→ **Written exercise**:
Recast all of the material below as a numbered list, one line per item, with blank lines dropped.

→ **Exercise inputs**:
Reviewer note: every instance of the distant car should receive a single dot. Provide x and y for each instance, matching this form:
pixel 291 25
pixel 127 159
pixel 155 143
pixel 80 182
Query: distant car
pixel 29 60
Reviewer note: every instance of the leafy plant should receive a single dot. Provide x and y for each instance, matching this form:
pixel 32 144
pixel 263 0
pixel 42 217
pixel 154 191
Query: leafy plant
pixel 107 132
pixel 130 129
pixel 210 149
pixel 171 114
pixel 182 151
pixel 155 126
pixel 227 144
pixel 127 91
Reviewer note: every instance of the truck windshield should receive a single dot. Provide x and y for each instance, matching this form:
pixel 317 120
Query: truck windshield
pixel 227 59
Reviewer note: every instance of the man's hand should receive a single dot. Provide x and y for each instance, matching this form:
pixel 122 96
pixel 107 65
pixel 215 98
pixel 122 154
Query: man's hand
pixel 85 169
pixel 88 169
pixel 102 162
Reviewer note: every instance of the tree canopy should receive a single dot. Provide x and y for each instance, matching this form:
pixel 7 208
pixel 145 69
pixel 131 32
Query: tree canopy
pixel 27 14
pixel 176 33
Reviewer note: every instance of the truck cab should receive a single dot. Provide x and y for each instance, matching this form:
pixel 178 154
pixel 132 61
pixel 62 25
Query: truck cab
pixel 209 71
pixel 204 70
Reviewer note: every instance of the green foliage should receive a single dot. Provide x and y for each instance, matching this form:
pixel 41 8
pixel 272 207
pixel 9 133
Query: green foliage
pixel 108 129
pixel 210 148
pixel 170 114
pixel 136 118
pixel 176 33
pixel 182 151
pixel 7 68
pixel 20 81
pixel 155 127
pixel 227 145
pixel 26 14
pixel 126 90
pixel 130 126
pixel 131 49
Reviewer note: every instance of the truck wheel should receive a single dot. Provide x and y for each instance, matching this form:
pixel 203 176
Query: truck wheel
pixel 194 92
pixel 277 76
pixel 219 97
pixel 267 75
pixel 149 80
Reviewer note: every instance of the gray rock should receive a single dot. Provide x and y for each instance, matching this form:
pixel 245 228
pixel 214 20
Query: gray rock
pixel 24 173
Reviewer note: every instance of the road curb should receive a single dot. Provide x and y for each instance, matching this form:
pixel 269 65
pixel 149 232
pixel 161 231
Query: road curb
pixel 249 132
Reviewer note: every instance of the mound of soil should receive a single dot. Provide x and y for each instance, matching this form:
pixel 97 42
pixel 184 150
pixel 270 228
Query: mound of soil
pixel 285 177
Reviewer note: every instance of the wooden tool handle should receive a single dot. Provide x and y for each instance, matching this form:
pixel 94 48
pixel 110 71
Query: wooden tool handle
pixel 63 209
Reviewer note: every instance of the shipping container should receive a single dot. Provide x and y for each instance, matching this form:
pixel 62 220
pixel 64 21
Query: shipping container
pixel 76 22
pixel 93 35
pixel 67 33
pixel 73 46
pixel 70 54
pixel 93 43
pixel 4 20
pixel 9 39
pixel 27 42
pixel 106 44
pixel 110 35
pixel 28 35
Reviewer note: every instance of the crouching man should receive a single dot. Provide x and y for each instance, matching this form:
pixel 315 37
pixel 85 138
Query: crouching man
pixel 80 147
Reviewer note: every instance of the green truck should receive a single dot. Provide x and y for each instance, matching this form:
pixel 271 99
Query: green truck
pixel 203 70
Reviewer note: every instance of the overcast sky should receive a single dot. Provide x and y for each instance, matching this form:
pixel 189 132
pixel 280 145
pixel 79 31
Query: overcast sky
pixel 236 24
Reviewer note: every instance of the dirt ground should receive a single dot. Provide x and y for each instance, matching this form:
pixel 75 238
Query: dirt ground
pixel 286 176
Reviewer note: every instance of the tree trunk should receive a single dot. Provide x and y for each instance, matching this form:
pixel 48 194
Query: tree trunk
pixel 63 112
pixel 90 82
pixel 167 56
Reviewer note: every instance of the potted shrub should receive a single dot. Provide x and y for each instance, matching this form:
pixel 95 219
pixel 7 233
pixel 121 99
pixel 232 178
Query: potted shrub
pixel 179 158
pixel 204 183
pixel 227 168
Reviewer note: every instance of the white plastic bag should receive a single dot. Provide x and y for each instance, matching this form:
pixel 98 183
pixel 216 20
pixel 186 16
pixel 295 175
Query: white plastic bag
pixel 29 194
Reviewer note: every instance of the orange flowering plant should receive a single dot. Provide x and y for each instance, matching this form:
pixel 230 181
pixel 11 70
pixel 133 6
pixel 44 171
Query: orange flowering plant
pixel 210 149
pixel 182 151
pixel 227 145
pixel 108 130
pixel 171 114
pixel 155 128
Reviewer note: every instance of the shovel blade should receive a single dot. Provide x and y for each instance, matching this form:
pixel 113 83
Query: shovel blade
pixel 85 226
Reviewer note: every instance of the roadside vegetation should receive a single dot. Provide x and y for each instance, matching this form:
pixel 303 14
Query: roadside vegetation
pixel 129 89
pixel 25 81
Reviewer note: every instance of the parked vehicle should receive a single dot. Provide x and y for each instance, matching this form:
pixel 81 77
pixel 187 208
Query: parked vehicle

→ **Response below**:
1. Reviewer note: every instance of the distant car should receive a single dot. Provide x and y for each instance, matching this form:
2. pixel 291 25
3. pixel 127 159
4. pixel 155 143
5. pixel 80 182
6. Query: distant car
7. pixel 29 60
8. Reviewer note: every instance of the leafy plant should receive a single dot. Provide x and y for each instance, matching this form:
9. pixel 32 144
10. pixel 263 0
11. pixel 42 217
12. pixel 154 191
13. Query: leafy plant
14. pixel 107 132
15. pixel 130 129
16. pixel 210 149
17. pixel 171 114
18. pixel 182 151
19. pixel 155 126
20. pixel 227 144
21. pixel 127 91
22. Reviewer note: every instance of the truck windshield should receive a single dot. Provide x and y for each instance, matching this form:
23. pixel 317 120
24. Query: truck windshield
25. pixel 227 59
26. Reviewer note: every instance of the man's hand should receive a single dot. Provide x and y for each instance, matching this form:
27. pixel 122 96
28. pixel 107 65
29. pixel 215 98
30. pixel 122 154
31. Query: man's hand
32. pixel 85 169
33. pixel 88 169
34. pixel 102 162
35. Reviewer note: every instance of the tree canopy should receive a single dot. Provide x and y for each instance, matching this form:
36. pixel 7 208
37. pixel 145 69
38. pixel 131 32
39. Query: tree canopy
40. pixel 27 14
41. pixel 176 33
42. Reviewer note: every instance of the truck cab should receive a single dot. Provide x and y for each instance, matching this form:
43. pixel 178 154
44. pixel 132 61
45. pixel 62 25
46. Query: truck cab
47. pixel 209 71
48. pixel 204 70
49. Reviewer note: every instance of the green foliage should receive a single dot. Provide x and y for each instance, matching this form:
50. pixel 41 8
51. pixel 272 207
52. pixel 9 133
53. Query: green foliage
54. pixel 108 129
55. pixel 210 148
56. pixel 170 114
57. pixel 136 118
58. pixel 176 33
59. pixel 182 151
60. pixel 7 68
61. pixel 20 81
62. pixel 155 127
63. pixel 227 145
64. pixel 26 14
65. pixel 126 90
66. pixel 130 126
67. pixel 131 49
68. Reviewer note: every instance of the truck wheel should receive a single dot. Provide x and y for each instance, matching this form:
69. pixel 203 176
70. Query: truck wheel
71. pixel 194 92
72. pixel 277 76
73. pixel 219 97
74. pixel 267 75
75. pixel 149 80
76. Reviewer note: every instance of the gray rock should receive a single dot. Provide x and y for each instance, matching this form:
77. pixel 245 228
78. pixel 214 20
79. Query: gray rock
80. pixel 24 173
81. Reviewer note: every instance of the road curb should receive a single dot. Provide x and y for each instance, matching this form:
82. pixel 269 65
83. pixel 149 232
84. pixel 161 231
85. Query: road curb
86. pixel 249 132
87. Reviewer note: every instance of the mound of soil should receive a single dot. Provide x and y for each instance, matching this form:
88. pixel 97 42
89. pixel 184 150
90. pixel 270 228
91. Query: mound of soil
92. pixel 285 177
93. Reviewer note: every instance of the wooden tool handle should receive a single dot. Provide x and y for each instance, matching this form:
94. pixel 94 48
95. pixel 110 71
96. Query: wooden tool handle
97. pixel 63 209
98. Reviewer note: every instance of the shipping container should receive a single dot. Provide x and y for each instance, matching this form:
99. pixel 62 220
100. pixel 64 21
101. Query: shipping container
102. pixel 76 22
103. pixel 93 35
104. pixel 67 33
105. pixel 73 46
106. pixel 70 54
107. pixel 93 43
108. pixel 4 20
109. pixel 9 39
110. pixel 27 42
111. pixel 106 44
112. pixel 110 35
113. pixel 28 35
114. Reviewer note: every instance of the crouching man should receive a single dot. Provide x and y for each instance, matching this form:
115. pixel 315 37
116. pixel 85 138
117. Query: crouching man
118. pixel 80 147
119. Reviewer note: every instance of the green truck should receive a single dot. Provide x and y for each instance, matching this form:
120. pixel 271 99
121. Query: green truck
122. pixel 203 70
123. Reviewer note: every instance of the overcast sky should receive a single dot. Provide x and y for each instance, matching this form:
124. pixel 189 132
125. pixel 280 145
126. pixel 79 31
127. Query: overcast sky
128. pixel 236 24
129. Reviewer note: every instance of the dirt ground should receive a single dot. Provide x and y for each instance, matching this form:
130. pixel 75 238
131. Query: dirt ground
132. pixel 286 176
133. Reviewer note: every instance of the tree trunk should receive a single dot. Provide x and y for each instance, matching this form:
134. pixel 48 194
135. Query: tree trunk
136. pixel 63 112
137. pixel 90 82
138. pixel 167 56
139. Reviewer note: every instance of the potted shrub should receive a single dot. Provide x and y for each instance, matching this form:
140. pixel 95 219
141. pixel 7 233
142. pixel 121 99
143. pixel 232 178
144. Query: potted shrub
145. pixel 179 158
146. pixel 204 183
147. pixel 227 168
148. Reviewer note: every instance of the white plastic bag should receive a single dot. Provide x and y for each instance, matching this form:
149. pixel 98 183
150. pixel 216 20
151. pixel 186 16
152. pixel 295 175
153. Query: white plastic bag
154. pixel 29 194
155. Reviewer note: every instance of the orange flowering plant should receive a single dot. Provide x and y for each instance, matching this form:
156. pixel 230 181
157. pixel 11 70
158. pixel 133 6
159. pixel 44 171
160. Query: orange flowering plant
161. pixel 210 149
162. pixel 182 151
163. pixel 227 145
164. pixel 108 130
165. pixel 171 114
166. pixel 155 128
167. Reviewer note: every instance of the shovel blade should receive a single dot. Provide x and y for each instance, matching this form:
168. pixel 113 83
169. Query: shovel blade
170. pixel 85 226
171. Reviewer note: every instance of the roadside vegetation should receive a single dot. Provide x and y for each instance, matching this form:
172. pixel 303 14
173. Query: roadside vegetation
174. pixel 129 89
175. pixel 25 81
176. Reviewer note: every instance of the parked vehicle should receive a single dot. Provide x and y for each instance, matching this form:
177. pixel 81 77
178. pixel 187 208
179. Query: parked vehicle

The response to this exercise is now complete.